> [Entries shown]
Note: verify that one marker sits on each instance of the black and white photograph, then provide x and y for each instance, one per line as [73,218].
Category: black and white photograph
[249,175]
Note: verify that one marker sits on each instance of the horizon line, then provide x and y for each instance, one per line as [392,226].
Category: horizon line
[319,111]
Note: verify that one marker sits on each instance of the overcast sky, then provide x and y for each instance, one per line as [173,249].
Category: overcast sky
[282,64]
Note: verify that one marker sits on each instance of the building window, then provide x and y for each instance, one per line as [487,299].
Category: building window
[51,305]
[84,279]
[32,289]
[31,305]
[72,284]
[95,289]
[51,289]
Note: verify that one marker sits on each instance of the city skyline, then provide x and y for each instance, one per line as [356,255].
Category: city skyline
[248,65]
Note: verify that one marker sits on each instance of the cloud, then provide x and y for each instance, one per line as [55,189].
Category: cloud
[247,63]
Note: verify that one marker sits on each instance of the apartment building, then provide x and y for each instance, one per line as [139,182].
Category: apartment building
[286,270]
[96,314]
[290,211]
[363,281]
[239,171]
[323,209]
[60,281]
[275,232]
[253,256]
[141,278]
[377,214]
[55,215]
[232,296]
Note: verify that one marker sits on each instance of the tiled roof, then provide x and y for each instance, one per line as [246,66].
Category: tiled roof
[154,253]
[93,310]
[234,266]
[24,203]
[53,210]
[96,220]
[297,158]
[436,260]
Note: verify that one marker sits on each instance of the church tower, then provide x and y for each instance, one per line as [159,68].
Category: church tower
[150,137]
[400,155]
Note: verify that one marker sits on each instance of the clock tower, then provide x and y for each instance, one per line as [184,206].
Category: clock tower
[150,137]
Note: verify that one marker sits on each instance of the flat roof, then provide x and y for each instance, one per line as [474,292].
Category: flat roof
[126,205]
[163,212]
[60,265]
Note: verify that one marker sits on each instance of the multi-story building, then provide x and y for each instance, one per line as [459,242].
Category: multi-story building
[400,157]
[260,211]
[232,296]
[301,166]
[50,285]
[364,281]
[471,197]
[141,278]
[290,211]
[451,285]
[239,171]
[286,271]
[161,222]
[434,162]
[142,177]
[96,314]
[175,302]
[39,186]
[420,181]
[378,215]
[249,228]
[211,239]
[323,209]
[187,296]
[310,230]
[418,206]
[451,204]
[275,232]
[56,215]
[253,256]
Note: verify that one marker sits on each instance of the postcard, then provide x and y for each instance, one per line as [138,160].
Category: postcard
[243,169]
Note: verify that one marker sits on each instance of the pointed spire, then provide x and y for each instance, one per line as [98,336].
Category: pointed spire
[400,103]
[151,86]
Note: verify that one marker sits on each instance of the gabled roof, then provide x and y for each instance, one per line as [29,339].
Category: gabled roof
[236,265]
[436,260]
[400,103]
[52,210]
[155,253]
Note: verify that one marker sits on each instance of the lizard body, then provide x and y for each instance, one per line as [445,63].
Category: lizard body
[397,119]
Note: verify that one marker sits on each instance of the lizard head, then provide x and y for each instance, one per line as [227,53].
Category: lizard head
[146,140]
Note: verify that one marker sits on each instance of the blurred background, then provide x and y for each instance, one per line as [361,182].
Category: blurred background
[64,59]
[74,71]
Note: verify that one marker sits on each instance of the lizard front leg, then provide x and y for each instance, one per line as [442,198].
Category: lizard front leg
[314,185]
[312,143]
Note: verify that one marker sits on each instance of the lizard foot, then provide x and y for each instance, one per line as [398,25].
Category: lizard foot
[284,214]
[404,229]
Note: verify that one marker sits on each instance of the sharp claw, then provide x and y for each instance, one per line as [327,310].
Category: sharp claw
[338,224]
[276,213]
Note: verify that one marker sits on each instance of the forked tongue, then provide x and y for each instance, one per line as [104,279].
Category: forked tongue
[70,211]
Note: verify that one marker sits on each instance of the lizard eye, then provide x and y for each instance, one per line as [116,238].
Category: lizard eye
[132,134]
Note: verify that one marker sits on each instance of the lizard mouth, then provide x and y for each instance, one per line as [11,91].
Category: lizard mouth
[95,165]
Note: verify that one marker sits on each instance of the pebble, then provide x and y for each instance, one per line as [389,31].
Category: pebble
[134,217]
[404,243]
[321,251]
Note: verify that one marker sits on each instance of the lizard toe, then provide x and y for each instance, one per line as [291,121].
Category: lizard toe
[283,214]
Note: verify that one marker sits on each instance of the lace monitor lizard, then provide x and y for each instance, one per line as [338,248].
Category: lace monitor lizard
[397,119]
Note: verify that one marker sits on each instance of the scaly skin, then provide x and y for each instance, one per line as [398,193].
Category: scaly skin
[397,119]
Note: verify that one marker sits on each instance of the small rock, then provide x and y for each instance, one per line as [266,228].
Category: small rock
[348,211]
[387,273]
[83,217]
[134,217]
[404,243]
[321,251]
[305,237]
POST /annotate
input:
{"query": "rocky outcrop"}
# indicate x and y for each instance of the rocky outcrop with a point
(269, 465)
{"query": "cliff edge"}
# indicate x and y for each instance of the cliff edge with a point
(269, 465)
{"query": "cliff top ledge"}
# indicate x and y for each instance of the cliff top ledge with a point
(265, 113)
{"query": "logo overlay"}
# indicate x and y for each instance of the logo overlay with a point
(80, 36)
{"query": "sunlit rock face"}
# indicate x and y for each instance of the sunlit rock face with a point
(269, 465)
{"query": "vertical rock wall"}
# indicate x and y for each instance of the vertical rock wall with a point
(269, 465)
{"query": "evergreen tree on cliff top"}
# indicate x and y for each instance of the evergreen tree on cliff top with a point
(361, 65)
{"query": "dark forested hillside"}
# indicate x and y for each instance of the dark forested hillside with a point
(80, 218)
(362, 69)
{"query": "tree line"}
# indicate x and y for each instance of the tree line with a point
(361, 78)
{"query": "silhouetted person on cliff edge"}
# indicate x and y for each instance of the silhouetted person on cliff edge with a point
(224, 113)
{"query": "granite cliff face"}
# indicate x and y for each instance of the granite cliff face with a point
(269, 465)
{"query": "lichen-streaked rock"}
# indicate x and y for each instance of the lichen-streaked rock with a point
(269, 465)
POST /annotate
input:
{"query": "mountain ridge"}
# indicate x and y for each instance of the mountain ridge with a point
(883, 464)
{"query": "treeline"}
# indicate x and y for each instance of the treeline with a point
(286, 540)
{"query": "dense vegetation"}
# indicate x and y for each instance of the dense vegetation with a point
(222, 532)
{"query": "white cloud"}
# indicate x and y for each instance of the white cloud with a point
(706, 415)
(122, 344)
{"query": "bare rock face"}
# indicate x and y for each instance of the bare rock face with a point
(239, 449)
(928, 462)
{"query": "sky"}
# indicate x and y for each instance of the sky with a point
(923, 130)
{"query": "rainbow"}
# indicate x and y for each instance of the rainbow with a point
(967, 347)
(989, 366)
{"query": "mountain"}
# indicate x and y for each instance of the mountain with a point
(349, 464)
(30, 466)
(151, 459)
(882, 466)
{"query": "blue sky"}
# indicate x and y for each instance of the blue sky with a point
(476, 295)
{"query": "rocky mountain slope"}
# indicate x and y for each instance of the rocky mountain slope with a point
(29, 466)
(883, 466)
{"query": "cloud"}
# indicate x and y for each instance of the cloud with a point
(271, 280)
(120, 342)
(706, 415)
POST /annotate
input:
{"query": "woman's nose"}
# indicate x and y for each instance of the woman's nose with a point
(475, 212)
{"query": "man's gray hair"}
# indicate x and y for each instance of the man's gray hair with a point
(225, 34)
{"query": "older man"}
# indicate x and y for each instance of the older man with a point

> [Your assignment] Determine how many lines of the records hold the word "older", giving only that number.

> [Reply] 2